• _Working data_:

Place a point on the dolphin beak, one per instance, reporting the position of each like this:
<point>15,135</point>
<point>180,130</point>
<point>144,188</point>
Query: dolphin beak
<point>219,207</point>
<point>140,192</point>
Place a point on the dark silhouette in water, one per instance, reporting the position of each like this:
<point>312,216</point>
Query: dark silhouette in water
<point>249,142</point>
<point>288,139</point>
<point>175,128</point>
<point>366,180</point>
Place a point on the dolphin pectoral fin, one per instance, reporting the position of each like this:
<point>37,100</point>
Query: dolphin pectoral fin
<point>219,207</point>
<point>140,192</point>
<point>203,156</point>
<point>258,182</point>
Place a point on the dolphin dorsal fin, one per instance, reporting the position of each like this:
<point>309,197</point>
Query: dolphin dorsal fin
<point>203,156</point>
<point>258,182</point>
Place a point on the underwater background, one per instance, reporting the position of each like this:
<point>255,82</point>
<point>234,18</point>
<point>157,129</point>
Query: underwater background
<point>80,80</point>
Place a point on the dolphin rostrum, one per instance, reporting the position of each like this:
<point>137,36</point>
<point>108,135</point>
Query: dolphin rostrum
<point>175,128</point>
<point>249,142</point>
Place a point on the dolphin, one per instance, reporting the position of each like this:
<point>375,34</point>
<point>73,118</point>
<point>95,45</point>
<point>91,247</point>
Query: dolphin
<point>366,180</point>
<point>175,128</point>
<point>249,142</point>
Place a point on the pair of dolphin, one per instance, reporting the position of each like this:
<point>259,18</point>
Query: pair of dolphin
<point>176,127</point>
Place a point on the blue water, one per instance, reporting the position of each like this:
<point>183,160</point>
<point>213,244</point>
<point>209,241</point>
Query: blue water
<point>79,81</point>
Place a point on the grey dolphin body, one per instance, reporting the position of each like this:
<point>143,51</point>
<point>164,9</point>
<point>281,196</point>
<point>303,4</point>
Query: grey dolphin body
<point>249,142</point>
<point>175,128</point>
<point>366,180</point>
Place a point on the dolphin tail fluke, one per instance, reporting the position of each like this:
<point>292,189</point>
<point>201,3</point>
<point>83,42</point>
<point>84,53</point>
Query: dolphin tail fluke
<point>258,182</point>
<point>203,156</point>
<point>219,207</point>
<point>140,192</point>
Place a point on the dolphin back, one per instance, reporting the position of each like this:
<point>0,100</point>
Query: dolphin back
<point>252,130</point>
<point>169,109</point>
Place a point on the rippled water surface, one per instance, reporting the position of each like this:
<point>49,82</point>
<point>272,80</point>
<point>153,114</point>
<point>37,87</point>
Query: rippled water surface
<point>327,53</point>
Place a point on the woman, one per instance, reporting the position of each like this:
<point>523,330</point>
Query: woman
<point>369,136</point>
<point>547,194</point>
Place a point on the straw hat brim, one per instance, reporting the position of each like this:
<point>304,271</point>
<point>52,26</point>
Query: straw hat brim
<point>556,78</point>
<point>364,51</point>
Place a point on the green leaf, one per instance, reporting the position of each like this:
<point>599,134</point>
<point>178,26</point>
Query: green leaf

• _What this task involves_:
Reproduce all of the data above line for line, with no changes.

• _Result of the task_:
Place a point on the dolphin beak, one per instance, reporting the position of each like this:
<point>15,135</point>
<point>180,130</point>
<point>144,188</point>
Query: dolphin beak
<point>219,207</point>
<point>140,192</point>
Place a point on the dark silhouette in water, one per instance, reporting the position of each like this:
<point>312,216</point>
Query: dark silhouette in water
<point>249,142</point>
<point>288,139</point>
<point>175,128</point>
<point>366,180</point>
Place a point on the dolphin pectoral fin, one per instance, reporting the position of each like this:
<point>37,100</point>
Query: dolphin pectoral fin
<point>219,207</point>
<point>140,192</point>
<point>203,156</point>
<point>258,182</point>
Place a point on the dolphin dorsal fin, one per instance, reporting the position of each like this:
<point>309,197</point>
Query: dolphin dorsal fin
<point>203,156</point>
<point>258,182</point>
Place a point on the underwater background, one per instance, reporting the position of each like this:
<point>255,82</point>
<point>234,18</point>
<point>157,129</point>
Query: underwater background
<point>80,80</point>
Place a point on the dolphin rostrum, one per instance, reporting the position of each like this:
<point>137,36</point>
<point>108,135</point>
Query: dolphin rostrum
<point>175,128</point>
<point>249,142</point>
Place a point on the dolphin, one per instance, reporting the position of each like this:
<point>375,34</point>
<point>73,118</point>
<point>95,45</point>
<point>91,247</point>
Query: dolphin
<point>366,180</point>
<point>175,128</point>
<point>249,142</point>
Place a point on the pair of dolphin, one per instance, reporting the position of each like this:
<point>259,18</point>
Query: pair of dolphin
<point>176,127</point>
Place a point on the blue water, one per instance, reporting the position of each like this:
<point>183,160</point>
<point>213,244</point>
<point>209,241</point>
Query: blue water
<point>79,81</point>
Place a point on the grey dolphin body, one per instance, reporting the position of each like this:
<point>143,51</point>
<point>164,9</point>
<point>281,196</point>
<point>303,4</point>
Query: grey dolphin body
<point>249,142</point>
<point>175,128</point>
<point>366,180</point>
Place a point on the dolphin tail fluke, one per instance, reporting the position of each like this:
<point>292,189</point>
<point>201,3</point>
<point>83,42</point>
<point>84,53</point>
Query: dolphin tail fluke
<point>258,182</point>
<point>203,156</point>
<point>219,207</point>
<point>140,192</point>
Place a point on the dolphin back, one per instance, reporting the position of each like this:
<point>0,100</point>
Query: dolphin back
<point>252,130</point>
<point>169,109</point>
Place a point on the rippled water surface, one per instance, reporting the position of each like this:
<point>49,82</point>
<point>272,80</point>
<point>153,114</point>
<point>37,87</point>
Query: rippled water surface
<point>327,53</point>
Place a point on the woman, one per instance, reporting the position of each like this:
<point>523,330</point>
Query: woman
<point>369,136</point>
<point>547,194</point>
Place a point on the straw hat brim, one per instance, reporting the position of each like this:
<point>304,271</point>
<point>52,26</point>
Query: straw hat brim
<point>556,78</point>
<point>364,51</point>
Place a point on the green leaf, one per instance, reporting the position of each like this:
<point>599,134</point>
<point>178,26</point>
Query: green leaf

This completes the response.